* To do:
An exact reproduction of all entries is required.

* Task material:
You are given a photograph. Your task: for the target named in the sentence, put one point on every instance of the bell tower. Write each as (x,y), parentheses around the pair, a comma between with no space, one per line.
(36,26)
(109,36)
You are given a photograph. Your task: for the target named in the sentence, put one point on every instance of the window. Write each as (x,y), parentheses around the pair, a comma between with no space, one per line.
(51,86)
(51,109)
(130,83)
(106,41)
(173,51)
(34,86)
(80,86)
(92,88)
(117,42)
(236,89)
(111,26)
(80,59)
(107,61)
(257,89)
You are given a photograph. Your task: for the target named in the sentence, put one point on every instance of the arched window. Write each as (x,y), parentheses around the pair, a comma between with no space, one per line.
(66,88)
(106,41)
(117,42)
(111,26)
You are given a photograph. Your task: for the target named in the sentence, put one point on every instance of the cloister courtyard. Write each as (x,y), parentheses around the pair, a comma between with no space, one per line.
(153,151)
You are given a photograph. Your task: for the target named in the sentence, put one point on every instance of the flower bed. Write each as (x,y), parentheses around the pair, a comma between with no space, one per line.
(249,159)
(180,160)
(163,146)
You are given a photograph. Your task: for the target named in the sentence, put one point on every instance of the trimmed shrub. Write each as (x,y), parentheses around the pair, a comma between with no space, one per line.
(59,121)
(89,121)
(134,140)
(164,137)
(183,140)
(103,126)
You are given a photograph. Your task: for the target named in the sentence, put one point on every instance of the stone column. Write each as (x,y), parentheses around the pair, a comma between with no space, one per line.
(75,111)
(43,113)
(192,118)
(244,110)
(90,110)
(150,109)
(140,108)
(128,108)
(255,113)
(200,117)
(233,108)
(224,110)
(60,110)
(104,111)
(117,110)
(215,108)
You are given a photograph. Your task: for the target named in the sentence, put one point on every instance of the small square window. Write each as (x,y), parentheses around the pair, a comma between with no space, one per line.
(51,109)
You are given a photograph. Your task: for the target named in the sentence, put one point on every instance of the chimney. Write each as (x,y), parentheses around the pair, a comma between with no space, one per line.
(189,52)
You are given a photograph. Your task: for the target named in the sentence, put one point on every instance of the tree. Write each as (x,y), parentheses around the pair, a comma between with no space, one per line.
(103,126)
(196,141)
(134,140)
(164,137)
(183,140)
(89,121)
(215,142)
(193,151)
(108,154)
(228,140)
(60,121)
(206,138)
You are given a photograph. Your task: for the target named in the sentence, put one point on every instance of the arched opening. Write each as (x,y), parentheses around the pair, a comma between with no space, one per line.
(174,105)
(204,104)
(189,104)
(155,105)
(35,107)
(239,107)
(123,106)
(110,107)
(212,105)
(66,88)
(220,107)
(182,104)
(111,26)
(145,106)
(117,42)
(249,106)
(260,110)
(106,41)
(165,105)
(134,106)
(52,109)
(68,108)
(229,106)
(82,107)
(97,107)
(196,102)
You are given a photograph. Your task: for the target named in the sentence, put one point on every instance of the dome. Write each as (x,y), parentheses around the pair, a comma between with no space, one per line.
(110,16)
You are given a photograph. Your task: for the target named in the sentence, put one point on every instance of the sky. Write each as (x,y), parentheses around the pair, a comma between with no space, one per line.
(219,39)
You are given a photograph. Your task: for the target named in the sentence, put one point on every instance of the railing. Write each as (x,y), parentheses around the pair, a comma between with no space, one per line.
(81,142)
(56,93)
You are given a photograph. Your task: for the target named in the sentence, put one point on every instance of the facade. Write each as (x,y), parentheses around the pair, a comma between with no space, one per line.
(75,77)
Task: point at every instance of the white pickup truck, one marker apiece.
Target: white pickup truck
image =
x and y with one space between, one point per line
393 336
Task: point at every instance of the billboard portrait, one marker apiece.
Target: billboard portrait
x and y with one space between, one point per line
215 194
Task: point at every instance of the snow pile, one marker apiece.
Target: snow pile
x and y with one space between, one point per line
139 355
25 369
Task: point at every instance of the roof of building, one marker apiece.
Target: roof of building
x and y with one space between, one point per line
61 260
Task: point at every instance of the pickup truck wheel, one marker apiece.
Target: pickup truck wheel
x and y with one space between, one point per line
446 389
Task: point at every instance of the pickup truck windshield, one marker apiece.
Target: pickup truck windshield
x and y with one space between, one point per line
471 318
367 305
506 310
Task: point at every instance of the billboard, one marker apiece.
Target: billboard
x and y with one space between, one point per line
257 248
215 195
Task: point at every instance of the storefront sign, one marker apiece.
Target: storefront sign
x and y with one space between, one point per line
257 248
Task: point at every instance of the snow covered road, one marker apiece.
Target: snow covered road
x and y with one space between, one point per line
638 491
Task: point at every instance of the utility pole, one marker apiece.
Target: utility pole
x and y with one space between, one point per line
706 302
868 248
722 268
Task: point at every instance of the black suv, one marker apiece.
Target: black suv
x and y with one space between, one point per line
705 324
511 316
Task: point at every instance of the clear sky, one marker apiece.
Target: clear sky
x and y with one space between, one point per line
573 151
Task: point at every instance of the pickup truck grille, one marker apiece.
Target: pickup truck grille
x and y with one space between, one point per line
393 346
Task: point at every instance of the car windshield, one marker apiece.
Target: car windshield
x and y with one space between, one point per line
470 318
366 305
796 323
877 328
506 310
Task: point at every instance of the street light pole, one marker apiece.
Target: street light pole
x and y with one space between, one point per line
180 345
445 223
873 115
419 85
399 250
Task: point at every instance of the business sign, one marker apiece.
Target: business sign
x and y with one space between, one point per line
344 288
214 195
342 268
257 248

* Answer section:
You are given a photograph. Your task: for the target named in the sentence, put one point on every instance of the bell tower. Write each as (x,y), parentheses around the pair, a comma between with no space, one per line.
(36,26)
(109,36)
You are given a photograph. Your task: for the target named in the sentence, put one point on every instance of the window. Write each as (x,y), parentheses around the pair, a comma between with no space, one per line.
(51,86)
(51,109)
(130,83)
(106,41)
(173,51)
(34,86)
(80,86)
(92,88)
(117,42)
(236,89)
(111,26)
(80,59)
(107,61)
(257,89)
You are given a photograph. Your task: for the target named in the sentence, put one point on every instance of the arched window. Write each as (x,y), parentheses around the pair, a comma between with no space, one per line.
(66,88)
(106,41)
(117,42)
(111,26)
You are given a photograph. Your task: for the target named in the sentence, put one point on every instance of the cloister courtyard. Write each as (x,y), parentheses around the pair, a comma between with no space, one per line.
(153,151)
You are given a photograph. Your task: for the target named in the sentence, put one point on every instance of the flower bed. Write each as (x,y), parentheses around the pair, a comma between with no space, one per line.
(249,159)
(180,160)
(163,146)
You are given a photograph. Your task: for the target named in the sentence, put one point on every instance of the trimmed shrub. Write each as (x,y), parentheses around the pair, a comma between with no space, one per line.
(59,121)
(89,121)
(134,140)
(164,137)
(183,140)
(103,126)
You are given a photograph. Your task: for the target named in the sentence, put one point on every instance of the stone column. Write each as (x,y), parentheses around the pair, a comma between with no space, one per line.
(75,111)
(43,113)
(192,118)
(244,110)
(90,110)
(150,109)
(140,108)
(128,108)
(255,113)
(200,117)
(233,108)
(224,110)
(60,110)
(104,111)
(117,110)
(215,108)
You are given a photograph. Your task: for the target named in the sentence, put one point on every instance of the small square window. Write each as (x,y), parentheses around the pair, a comma between with no space, one per line.
(51,109)
You are given a photograph. Your task: for the target named in the sentence, put one point on every instance of the chimney. Write each as (x,y), parentheses around the pair, a comma between with no space, one per line.
(189,52)
You are given a photograph. Your task: for the target named in the sentence, put one point on every instance of the tree. Write each as (x,y), parentheses around the pair, a comma between with no space, one per line.
(103,126)
(196,141)
(134,140)
(164,137)
(183,140)
(89,121)
(215,142)
(193,151)
(108,154)
(228,140)
(60,121)
(206,138)
You are given a photograph. Your task: for the target named in the sentence, put one point on every instance of the arched opening. Write each as (x,y), parentheses around the pair, a comma between with no space, one per line.
(174,105)
(204,104)
(189,104)
(155,105)
(35,107)
(239,107)
(123,106)
(110,107)
(212,105)
(66,88)
(220,107)
(182,104)
(111,26)
(145,106)
(117,42)
(249,106)
(260,110)
(106,41)
(165,105)
(134,106)
(52,109)
(68,108)
(229,106)
(82,107)
(97,107)
(196,102)
You are given a photograph. Your task: for the target named in the sentence, put one point on every instance of the dome. Write each as (x,y), parentheses around the pair, a comma between with no space, one per line.
(110,16)
You are given a photograph. Your task: for the target named in the sentence, put one point on every instance of the sky. Write each as (x,y), parentheses around the pair, a comma between with no space, one per line.
(219,39)
You are given a photograph. Your task: for the target named in the sentence, put one point on every instance of the railing. Write each as (x,y), parentheses around the pair, a comma between with no space, one per line.
(81,142)
(56,93)
You are given a photograph. Your task: for the target named in the sentence, put one point on every instance of the facade. Write each as (x,y), parentheses around the pair, a comma between with no space, one per line.
(75,77)
Task: point at every instance of the white pickup truck, one marker apiece.
Target: white pickup truck
image =
x and y with one space between, one point per line
393 336
Task: point at every instance of the billboard portrait, one marker apiece.
Target: billboard portrait
x and y with one space between, one point per line
215 194
Task: point at every instance of the snow pile, one marker apiece.
Target: snow pile
x and y with one space between, one point per line
139 355
25 369
Task: point at every instance of the roof of building, one marker apiece.
Target: roof of building
x and y with one space between, one point per line
61 260
Task: point at every instance of the pickup truck wheel, one marker apiece.
Target: pickup truck wheel
x and y with one space between, one point per line
446 389
Task: point at every instance of the pickup truck windshield, one marker apiece.
Target: pickup truck windshield
x and y with one space between, one point per line
471 318
367 305
506 310
Task: point at every instance of the billboard, one marker apiece.
Target: billboard
x and y with one space between, one point per line
257 248
215 195
Task: point at every instance of the storefront sign, one marker apiece.
Target: storefront sign
x and y with one space between, one point per line
257 248
Task: point at every instance of the snow covered road, one marker apiece.
Target: snow covered road
x and y with one space between, one point per line
638 491
Task: point at every instance of the utility pole, one marker apiece.
Target: utility pole
x and y with one space between, one point per line
706 302
868 248
722 268
Task: point at every instance of the black suv, one marker apiece.
Target: black suv
x and y with one space between, one point per line
705 324
511 316
Task: point at every instance of the clear sky, one marker apiece.
Target: clear sky
x and y with one space between, one point per line
573 151
Task: point at every instance of the pickup truck grille, one marker apiece.
Target: pickup truck grille
x and y with one space between, one point per line
393 346
Task: point at every instance of the car windshield, one marker apiece.
Target: car windshield
x and y with one space between, one point per line
470 318
366 305
796 323
877 328
506 310
Task: point at every instance of the street light pole, one marker apiece.
Target: street light pole
x and y with one space between, one point per line
180 345
445 223
873 115
419 85
399 250
Task: point at every instance of the business sign, one marker apiece.
Target: business sign
x and y with one space between, one point per line
344 288
214 195
342 268
257 248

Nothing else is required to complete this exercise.